Quantos corpos cabem em um corpo, então, é uma importante questão nas entranhas dessas investigações, e que requer duas percepções rápidas. A primeira se refere ao como a cultura entende o corpo e como este a percebe criticamente de volta. A segunda, o que no corpo é próprio e o que nele é construído como reinvenção. Enquanto para a primeira é fundamental notarmos tudo que lhe é imposto pela sociedade à sua domesticação; para a segunda, o reinventar implica a superação do impositivo próprio dos padrões, a fim de alcançar sentido único, original e autoral. Ainda assim, a primeira reflexão se mantém pulsante, e só conseguirá mesmo ser respondida se a linguagem demonstrar capacidade de ampliar sua experiência a partir do único meio onde consegue desestabilizar a previsibilidade: pela estética.

### Instruções das tarefas
1) Segundo o trecho sobre o corpo, por meio de que a linguagem consegue desestabilizar a previsibilidade?
2) Transcreva o trecho sobre o corpo a partir de "Quantos corpos cabem" até "previsibilidade: pela estética.".

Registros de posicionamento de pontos

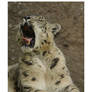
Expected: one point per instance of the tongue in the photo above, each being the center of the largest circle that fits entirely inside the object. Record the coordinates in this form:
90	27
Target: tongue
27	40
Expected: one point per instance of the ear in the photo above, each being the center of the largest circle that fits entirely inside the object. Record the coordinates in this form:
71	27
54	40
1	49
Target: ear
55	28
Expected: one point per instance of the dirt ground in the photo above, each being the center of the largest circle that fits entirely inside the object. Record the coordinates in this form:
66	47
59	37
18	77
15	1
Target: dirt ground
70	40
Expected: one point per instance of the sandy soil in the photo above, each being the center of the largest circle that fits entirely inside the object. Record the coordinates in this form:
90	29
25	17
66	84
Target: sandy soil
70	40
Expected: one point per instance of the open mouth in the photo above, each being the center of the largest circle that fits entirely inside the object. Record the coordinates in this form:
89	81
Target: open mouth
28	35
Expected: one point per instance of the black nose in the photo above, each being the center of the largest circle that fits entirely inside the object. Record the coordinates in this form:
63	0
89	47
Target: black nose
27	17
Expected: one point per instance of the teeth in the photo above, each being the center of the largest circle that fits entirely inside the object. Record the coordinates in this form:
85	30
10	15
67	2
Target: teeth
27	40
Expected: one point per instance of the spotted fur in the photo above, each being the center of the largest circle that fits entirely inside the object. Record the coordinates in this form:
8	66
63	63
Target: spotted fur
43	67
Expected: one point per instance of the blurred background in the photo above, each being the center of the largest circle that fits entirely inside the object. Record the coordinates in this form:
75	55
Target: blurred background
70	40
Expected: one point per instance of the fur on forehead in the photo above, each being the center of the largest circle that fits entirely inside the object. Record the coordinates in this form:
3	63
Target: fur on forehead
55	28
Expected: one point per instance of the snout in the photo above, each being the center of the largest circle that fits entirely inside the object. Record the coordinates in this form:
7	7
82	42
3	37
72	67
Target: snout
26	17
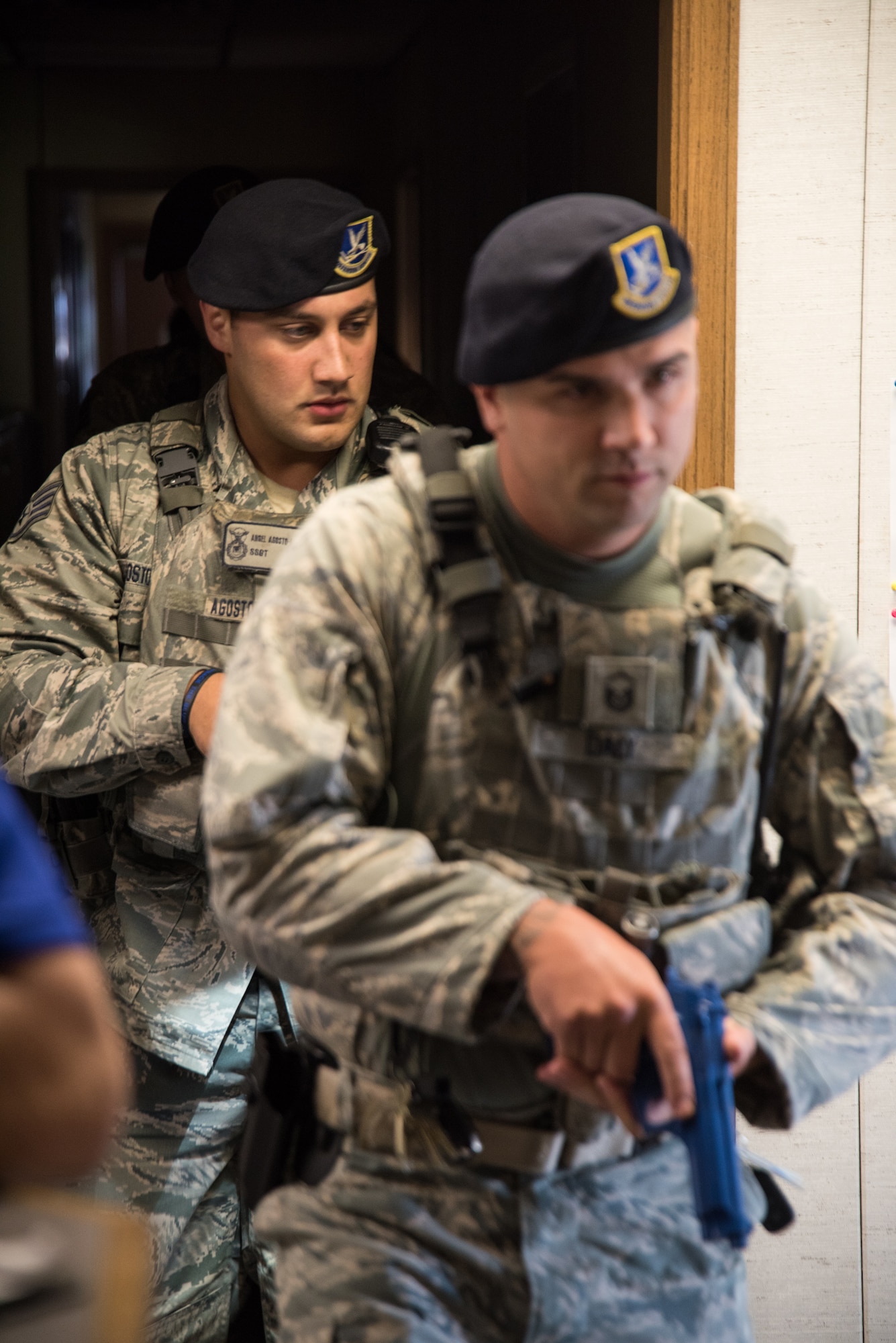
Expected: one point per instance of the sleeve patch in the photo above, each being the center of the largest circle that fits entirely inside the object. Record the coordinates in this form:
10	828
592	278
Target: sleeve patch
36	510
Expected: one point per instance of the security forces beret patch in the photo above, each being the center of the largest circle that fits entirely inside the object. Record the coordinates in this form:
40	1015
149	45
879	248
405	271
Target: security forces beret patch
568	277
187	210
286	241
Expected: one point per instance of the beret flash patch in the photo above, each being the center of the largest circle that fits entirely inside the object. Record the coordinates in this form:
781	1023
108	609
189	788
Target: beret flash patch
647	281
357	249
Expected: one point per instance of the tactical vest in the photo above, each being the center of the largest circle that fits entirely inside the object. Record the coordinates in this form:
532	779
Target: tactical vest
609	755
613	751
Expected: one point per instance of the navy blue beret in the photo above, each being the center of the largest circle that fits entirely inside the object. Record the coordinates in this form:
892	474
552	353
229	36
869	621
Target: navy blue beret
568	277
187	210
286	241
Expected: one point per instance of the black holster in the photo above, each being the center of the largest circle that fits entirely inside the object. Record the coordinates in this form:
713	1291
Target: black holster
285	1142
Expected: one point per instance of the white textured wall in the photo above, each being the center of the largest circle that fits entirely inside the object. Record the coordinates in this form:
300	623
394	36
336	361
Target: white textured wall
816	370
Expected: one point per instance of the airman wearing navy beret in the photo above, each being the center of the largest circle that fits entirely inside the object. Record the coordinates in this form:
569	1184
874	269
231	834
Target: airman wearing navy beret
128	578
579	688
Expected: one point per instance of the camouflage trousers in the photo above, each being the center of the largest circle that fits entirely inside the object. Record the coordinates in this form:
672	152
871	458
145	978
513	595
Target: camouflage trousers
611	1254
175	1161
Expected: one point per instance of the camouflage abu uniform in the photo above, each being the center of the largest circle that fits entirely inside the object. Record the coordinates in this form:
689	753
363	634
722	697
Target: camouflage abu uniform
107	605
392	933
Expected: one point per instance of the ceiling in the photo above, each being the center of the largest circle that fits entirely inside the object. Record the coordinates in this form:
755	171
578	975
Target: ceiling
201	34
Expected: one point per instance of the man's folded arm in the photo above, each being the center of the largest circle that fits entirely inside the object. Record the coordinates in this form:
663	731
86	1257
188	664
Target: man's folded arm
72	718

--

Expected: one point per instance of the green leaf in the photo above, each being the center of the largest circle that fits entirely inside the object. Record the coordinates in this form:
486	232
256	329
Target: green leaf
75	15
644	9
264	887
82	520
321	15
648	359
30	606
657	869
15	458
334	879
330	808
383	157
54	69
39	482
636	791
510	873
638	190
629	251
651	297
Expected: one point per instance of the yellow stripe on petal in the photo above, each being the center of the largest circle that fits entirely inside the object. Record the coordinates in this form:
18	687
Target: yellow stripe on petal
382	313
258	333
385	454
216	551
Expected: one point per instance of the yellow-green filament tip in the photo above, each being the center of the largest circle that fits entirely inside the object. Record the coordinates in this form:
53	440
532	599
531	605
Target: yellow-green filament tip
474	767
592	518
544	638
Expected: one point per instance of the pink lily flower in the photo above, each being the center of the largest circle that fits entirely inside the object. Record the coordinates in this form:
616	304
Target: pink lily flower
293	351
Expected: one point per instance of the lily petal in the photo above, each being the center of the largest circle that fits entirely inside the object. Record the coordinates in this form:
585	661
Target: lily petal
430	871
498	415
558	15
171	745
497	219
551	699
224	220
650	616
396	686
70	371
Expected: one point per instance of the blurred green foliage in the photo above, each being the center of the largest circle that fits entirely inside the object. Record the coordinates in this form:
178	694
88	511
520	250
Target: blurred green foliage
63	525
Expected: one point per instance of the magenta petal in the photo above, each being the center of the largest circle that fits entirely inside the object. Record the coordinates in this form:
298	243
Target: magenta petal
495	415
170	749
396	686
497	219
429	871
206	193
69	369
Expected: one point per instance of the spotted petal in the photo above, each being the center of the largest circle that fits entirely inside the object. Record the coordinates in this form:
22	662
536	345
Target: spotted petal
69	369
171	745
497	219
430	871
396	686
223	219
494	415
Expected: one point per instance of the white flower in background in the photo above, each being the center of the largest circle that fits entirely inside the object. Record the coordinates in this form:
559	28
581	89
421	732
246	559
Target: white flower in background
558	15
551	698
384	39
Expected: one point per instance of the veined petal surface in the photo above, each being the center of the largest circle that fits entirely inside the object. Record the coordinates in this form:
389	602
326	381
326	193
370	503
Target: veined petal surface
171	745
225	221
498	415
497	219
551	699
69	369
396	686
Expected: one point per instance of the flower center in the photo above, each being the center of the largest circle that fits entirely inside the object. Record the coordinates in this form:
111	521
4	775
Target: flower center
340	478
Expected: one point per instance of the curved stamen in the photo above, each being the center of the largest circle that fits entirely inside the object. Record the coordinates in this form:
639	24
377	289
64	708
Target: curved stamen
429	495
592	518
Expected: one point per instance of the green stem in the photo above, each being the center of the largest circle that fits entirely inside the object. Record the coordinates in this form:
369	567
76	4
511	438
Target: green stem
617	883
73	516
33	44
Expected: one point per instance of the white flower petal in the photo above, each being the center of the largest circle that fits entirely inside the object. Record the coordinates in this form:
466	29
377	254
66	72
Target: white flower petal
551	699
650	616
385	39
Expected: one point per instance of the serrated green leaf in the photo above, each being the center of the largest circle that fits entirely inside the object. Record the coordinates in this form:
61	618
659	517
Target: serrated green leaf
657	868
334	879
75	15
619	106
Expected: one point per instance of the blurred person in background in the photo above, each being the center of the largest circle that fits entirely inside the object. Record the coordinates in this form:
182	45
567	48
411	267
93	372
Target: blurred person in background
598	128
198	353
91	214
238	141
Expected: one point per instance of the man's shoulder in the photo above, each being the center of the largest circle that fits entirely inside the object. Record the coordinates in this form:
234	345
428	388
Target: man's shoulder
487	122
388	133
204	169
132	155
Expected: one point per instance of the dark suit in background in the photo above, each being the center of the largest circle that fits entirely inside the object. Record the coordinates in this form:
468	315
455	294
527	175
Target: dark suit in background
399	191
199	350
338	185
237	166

### Resolução das tarefas
1) Pela estética.

2)
Quantos corpos cabem em um corpo, então, é uma importante questão nas entranhas dessas investigações, e que requer duas percepções rápidas. A primeira se refere ao como a cultura entende o corpo e como este a percebe criticamente de volta. A segunda, o que no corpo é próprio e o que nele é construído como reinvenção. Enquanto para a primeira é fundamental notarmos tudo que lhe é imposto pela sociedade à sua domesticação; para a segunda, o reinventar implica a superação do impositivo próprio dos padrões, a fim de alcançar sentido único, original e autoral. Ainda assim, a primeira reflexão se mantém pulsante, e só conseguirá mesmo ser respondida se a linguagem demonstrar capacidade de ampliar sua experiência a partir do único meio onde consegue desestabilizar a previsibilidade: pela estética.